Mario Travassos (N° 10), então acadêmico de Odontologia na Universidade de Manáos. Foto de 1917. FONTE: A Capital, 27/11/1917.

Como tratou-se de uma morte acidental, um homicídio culposo, Mario Travassos (1900-1928) e Ilydio Barroco (1890-1916) foram julgados e considerados “inocentes”. Descobriu-se que em 1917 Mario Travassos era aluno do curso de Odontologia da Universidade de Manáos (A Capital, 27/11/1917). Também atuou como jogador de futebol do Atlético Rio Negro Clube (Jornal do Commercio, 21/10/1917). Faleceu em 1928 (Jornal do Commercio, 11/08/1928). Ilydio Barroco, de naturalidade portuguesa, era funcionário e sócio da firma Adrião Barroco & Cia e também jogador do Atlético Rio Negro Clube. Faleceu em 12 de agosto de 1916 aos 26 anos vítima de uma “congestão cerebral” (Jornal do Commercio, 13/08/1916).

Dados da fonte =>
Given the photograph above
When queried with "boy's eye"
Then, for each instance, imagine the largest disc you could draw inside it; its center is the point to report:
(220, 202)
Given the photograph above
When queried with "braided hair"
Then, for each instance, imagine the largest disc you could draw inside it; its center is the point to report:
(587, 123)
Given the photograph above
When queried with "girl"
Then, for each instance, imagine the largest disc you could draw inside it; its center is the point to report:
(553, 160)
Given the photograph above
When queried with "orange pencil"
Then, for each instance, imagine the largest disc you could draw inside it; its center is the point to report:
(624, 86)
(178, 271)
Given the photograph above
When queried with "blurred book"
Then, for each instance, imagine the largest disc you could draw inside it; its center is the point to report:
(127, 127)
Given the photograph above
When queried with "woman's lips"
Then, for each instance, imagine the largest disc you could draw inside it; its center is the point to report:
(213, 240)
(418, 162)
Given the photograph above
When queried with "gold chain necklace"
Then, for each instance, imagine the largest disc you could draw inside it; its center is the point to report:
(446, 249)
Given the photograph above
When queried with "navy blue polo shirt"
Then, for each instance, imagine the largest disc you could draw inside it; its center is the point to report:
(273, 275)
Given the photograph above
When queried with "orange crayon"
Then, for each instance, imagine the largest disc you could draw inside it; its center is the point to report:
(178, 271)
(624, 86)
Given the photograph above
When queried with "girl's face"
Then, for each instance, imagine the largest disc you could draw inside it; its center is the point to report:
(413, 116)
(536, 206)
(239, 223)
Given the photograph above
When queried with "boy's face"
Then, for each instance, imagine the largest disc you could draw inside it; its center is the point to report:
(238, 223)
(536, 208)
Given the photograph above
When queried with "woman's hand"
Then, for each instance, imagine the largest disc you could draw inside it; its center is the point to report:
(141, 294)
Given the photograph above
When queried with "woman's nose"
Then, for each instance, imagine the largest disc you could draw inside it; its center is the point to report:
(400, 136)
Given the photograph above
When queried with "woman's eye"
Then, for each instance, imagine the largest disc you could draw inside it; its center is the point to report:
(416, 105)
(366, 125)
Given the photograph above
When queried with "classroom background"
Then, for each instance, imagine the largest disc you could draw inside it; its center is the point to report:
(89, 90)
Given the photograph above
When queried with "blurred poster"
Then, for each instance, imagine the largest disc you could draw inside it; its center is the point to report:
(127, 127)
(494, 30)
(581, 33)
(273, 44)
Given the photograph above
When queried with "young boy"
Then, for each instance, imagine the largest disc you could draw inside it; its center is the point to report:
...
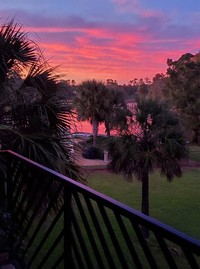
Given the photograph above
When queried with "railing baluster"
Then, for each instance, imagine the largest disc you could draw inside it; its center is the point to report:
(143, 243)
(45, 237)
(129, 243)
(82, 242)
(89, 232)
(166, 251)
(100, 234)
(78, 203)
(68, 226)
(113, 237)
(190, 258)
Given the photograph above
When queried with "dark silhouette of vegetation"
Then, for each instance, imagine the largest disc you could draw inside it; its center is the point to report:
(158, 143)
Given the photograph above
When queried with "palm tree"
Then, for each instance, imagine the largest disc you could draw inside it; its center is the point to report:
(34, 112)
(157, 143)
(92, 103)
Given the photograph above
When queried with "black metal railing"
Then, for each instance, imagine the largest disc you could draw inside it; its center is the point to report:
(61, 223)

Instruções da tarefa =>
Reproduza, sem nenhuma alteração, o trecho do texto sobre Mario Travassos que vai de "Mario Travassos (N°" a "do Commercio, 13/08/1916).".

Campo de resposta =>
Mario Travassos (N° 10), então acadêmico de Odontologia na Universidade de Manáos. Foto de 1917. FONTE: A Capital, 27/11/1917.

Como tratou-se de uma morte acidental, um homicídio culposo, Mario Travassos (1900-1928) e Ilydio Barroco (1890-1916) foram julgados e considerados “inocentes”. Descobriu-se que em 1917 Mario Travassos era aluno do curso de Odontologia da Universidade de Manáos (A Capital, 27/11/1917). Também atuou como jogador de futebol do Atlético Rio Negro Clube (Jornal do Commercio, 21/10/1917). Faleceu em 1928 (Jornal do Commercio, 11/08/1928). Ilydio Barroco, de naturalidade portuguesa, era funcionário e sócio da firma Adrião Barroco & Cia e também jogador do Atlético Rio Negro Clube. Faleceu em 12 de agosto de 1916 aos 26 anos vítima de uma “congestão cerebral” (Jornal do Commercio, 13/08/1916).